*** MATERIAL PROVIDED ***
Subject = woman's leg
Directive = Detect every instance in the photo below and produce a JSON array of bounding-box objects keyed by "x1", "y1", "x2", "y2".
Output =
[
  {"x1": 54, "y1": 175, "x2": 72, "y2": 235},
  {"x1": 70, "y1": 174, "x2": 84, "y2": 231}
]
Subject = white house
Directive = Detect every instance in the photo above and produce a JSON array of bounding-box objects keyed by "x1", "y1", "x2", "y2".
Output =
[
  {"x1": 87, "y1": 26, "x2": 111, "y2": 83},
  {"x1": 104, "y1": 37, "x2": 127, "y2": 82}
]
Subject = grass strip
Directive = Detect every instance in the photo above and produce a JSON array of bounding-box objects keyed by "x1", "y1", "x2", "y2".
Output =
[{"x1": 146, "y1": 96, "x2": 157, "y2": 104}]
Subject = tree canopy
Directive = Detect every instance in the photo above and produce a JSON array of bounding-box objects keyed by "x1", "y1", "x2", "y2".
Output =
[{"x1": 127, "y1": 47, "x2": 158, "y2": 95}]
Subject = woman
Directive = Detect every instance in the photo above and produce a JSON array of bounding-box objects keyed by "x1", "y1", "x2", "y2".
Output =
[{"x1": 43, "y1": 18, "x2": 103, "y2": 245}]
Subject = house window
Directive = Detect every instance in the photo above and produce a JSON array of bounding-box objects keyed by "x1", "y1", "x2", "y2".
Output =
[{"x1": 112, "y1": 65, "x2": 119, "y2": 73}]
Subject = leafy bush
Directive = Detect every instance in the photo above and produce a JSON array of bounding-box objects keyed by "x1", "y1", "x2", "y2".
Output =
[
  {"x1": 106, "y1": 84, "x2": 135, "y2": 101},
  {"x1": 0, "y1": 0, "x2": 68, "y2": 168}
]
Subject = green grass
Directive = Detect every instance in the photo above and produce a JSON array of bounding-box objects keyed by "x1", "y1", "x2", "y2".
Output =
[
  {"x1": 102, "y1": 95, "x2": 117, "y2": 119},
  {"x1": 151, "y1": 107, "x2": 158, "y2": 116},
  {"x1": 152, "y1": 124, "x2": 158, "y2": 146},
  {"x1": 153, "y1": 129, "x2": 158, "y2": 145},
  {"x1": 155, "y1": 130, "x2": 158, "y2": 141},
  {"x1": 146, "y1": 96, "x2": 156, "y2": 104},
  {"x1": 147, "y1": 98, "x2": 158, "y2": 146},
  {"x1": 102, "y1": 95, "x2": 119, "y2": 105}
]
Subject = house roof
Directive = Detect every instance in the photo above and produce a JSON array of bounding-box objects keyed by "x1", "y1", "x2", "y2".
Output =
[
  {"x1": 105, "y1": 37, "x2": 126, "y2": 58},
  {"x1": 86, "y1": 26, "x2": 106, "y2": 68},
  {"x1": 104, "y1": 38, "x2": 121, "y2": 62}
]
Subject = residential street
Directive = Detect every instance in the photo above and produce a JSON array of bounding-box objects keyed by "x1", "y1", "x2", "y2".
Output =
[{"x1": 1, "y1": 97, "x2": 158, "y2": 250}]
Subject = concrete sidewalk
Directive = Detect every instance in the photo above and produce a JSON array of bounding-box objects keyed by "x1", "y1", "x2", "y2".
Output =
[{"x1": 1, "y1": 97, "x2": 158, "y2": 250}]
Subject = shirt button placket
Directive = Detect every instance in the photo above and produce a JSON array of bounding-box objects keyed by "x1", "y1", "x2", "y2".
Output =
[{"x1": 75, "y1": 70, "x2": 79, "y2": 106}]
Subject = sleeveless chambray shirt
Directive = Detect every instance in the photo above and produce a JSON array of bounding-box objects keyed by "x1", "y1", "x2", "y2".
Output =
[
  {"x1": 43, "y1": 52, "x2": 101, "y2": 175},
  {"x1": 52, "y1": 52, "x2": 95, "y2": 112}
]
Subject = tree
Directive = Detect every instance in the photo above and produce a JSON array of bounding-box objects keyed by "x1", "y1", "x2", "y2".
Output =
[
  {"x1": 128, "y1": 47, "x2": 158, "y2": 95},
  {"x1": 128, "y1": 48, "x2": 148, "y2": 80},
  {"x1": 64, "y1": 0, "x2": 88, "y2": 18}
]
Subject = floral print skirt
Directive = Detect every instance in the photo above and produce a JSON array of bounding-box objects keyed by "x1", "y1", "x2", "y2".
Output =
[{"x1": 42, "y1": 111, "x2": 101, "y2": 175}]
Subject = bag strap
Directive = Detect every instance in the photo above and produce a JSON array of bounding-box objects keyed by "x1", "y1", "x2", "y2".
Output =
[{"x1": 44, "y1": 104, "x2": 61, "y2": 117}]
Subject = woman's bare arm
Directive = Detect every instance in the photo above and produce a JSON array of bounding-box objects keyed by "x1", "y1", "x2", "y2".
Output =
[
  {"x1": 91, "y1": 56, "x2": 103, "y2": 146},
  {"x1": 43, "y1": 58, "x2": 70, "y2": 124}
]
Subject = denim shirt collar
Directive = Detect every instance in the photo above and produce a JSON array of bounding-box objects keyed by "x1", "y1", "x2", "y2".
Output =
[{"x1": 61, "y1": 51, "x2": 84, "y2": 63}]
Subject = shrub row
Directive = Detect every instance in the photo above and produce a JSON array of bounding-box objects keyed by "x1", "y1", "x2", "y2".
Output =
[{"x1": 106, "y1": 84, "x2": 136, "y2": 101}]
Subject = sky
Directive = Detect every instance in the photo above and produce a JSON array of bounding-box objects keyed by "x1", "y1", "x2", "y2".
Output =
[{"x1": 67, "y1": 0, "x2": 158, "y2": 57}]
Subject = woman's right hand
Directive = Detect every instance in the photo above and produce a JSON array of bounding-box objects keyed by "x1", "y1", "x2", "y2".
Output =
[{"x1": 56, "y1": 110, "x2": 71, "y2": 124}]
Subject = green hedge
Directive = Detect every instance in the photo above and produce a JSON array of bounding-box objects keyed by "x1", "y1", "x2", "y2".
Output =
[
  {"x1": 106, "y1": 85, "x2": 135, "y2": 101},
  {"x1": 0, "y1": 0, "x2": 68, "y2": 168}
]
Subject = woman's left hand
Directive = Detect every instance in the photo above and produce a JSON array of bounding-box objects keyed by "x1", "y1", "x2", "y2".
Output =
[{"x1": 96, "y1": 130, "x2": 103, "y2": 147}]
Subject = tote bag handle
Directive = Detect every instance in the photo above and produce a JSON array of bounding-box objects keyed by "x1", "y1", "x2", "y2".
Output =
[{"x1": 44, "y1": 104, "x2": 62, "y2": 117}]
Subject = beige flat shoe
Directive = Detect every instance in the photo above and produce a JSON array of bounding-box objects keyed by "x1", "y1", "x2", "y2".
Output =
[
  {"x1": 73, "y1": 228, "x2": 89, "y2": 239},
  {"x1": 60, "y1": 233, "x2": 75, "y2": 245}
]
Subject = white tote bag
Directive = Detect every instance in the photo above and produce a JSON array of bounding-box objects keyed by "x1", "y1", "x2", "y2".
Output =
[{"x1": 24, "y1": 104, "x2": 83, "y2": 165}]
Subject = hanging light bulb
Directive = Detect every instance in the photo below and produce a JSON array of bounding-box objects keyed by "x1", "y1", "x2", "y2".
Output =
*** End of MATERIAL PROVIDED ***
*** MATERIAL PROVIDED ***
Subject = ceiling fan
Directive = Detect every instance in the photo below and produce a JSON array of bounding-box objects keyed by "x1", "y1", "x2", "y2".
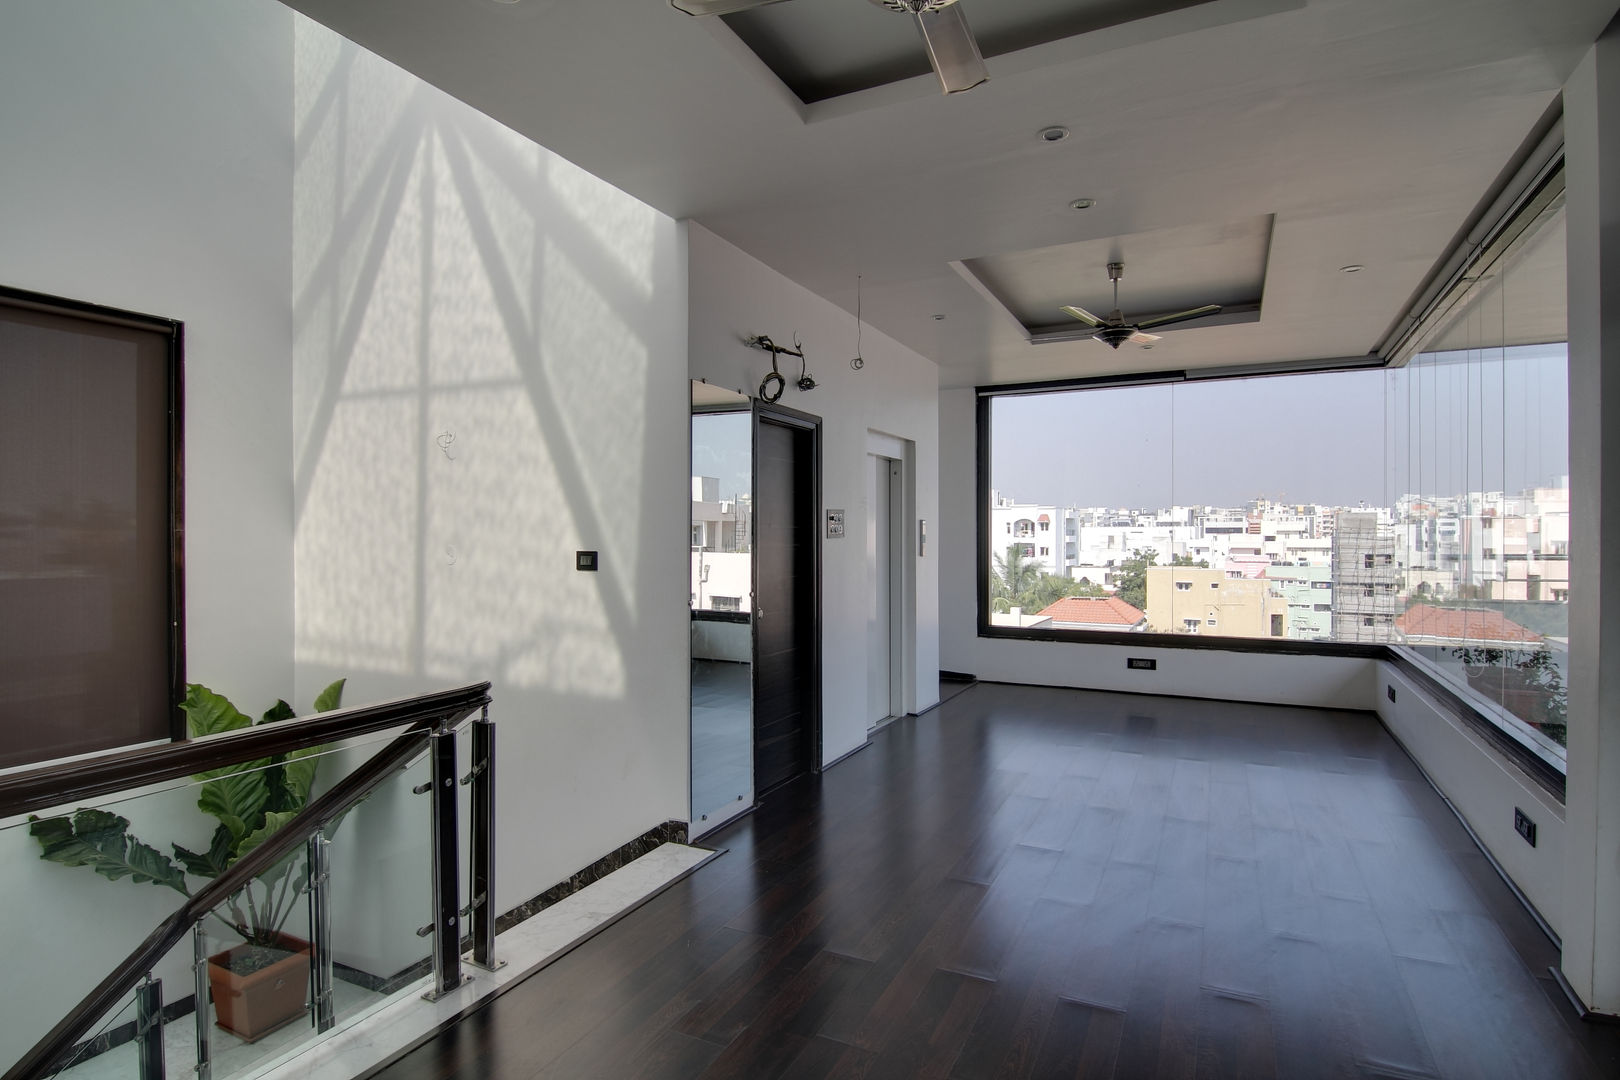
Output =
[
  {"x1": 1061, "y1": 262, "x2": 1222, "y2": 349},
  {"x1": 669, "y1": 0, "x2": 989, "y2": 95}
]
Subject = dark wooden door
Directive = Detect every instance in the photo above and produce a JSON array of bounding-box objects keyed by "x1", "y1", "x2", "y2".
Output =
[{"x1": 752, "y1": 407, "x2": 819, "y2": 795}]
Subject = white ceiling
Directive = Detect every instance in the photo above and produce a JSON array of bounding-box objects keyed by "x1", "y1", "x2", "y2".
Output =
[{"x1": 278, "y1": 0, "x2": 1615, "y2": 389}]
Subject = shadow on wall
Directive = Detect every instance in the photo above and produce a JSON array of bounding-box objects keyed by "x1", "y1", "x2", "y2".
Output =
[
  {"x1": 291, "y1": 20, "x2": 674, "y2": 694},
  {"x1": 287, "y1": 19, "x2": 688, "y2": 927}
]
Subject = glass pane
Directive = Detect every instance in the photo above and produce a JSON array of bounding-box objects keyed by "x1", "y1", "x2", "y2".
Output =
*** End of MATERIAL PROVIDED ***
§ THE PROBLEM
Above are the records; from them, give again exactly the lines from the one containing "Subject = denim shirt collar" through the one containing "Subject = shrub row", both included.

§ RESPONSE BOX
Subject = denim shirt collar
Directive = Detect every instance in the photo above and produce a JSON array of bounding-box objects keyed by "x1", "y1", "x2", "y2".
Output =
[{"x1": 61, "y1": 51, "x2": 84, "y2": 63}]
Subject = shrub row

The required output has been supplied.